▶ [Written request]: Write the records below out in full, character for character, with no pictures.

··········

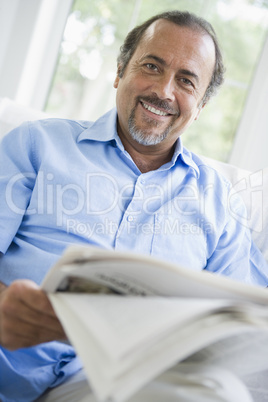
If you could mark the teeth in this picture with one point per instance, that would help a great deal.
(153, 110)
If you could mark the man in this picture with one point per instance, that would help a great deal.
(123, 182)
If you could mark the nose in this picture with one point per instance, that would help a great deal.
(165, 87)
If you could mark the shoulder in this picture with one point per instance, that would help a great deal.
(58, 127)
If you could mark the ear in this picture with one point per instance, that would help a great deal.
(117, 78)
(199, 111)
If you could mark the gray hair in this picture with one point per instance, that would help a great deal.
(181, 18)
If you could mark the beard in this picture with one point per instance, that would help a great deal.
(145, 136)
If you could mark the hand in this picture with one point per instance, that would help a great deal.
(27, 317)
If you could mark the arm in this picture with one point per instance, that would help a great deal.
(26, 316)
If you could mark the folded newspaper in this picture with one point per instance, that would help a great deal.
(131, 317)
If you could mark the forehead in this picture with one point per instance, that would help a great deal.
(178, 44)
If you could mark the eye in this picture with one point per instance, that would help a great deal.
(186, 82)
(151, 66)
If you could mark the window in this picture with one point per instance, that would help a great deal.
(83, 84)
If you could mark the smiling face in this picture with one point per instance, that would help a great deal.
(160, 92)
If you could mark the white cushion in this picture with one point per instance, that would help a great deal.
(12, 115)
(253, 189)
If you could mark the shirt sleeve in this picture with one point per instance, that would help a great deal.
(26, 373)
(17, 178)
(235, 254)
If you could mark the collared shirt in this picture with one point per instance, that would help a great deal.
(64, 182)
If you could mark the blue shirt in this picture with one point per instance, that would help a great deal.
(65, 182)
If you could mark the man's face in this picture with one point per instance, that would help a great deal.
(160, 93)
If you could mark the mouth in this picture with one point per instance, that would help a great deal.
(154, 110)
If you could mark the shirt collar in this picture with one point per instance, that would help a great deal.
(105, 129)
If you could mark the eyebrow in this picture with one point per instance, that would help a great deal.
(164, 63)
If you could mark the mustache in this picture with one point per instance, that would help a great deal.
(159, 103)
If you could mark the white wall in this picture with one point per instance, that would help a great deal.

··········

▶ [Task answer]:
If you could mark the teeth in this picture with one point per instance, that would help a great deal.
(153, 110)
If you could mark the man in this picture with one point per instance, that would help a great deal.
(123, 182)
If you could mark the nose in this picture with one point per instance, that would help a great deal.
(165, 87)
If you could mark the shoulder in this picture with one point per instance, that would help a great deal.
(58, 127)
If you could mark the ear in this picture with one point per instance, that would help a great deal.
(117, 78)
(199, 111)
If you could mark the gray hair in this picture with one point per instance, that would help a great deal.
(181, 18)
If you could mark the beard in this picture with one point per instance, that would help a great deal.
(145, 136)
If you could mark the hand in this picture with one point per instance, that would help a great deal.
(27, 317)
If you could mark the arm in this picture with one point per instance, that would help a great deal.
(26, 316)
If you could mark the folded newspaper in this picture with one point per instance, that would help a great deal.
(131, 317)
If you could mark the forehead in this picture with one point per instance, that would help a great deal.
(178, 44)
If you could mark the eye in this picture with one point per instance, that would help a great deal.
(186, 82)
(151, 66)
If you could mark the window in this picture with one point per instance, that would help a great deal.
(83, 84)
If you could mark the smiling face in this picture with one point per instance, that would help a great deal.
(160, 92)
If you could mark the white cushion in this picture with one point per instance, that would help a great deal.
(12, 115)
(253, 189)
If you could mark the shirt sleeve in this picture with one point per instance, that would help a great deal.
(26, 373)
(17, 178)
(235, 254)
If you could mark the collared shirt in this picture with one point per instance, that would help a great deal.
(64, 182)
If you could mark the blue shirt in this picture with one point per instance, that would help a great deal.
(65, 182)
If you could mark the man's face in this picture with one point per instance, that would help a great deal.
(160, 93)
If you could mark the mouth in this picture with one point per instance, that would help a great deal.
(154, 110)
If you could mark the shirt collar in this picture with one point per instance, that would help a great deal.
(105, 129)
If you could mark the eyebrow in this picture with one point per instance, that would help a great deal.
(164, 63)
If you could mark the mustache in this picture with one point per instance, that would help a great deal.
(159, 103)
If you could mark the white wall in this picture with one point per instance, that would help a great deal.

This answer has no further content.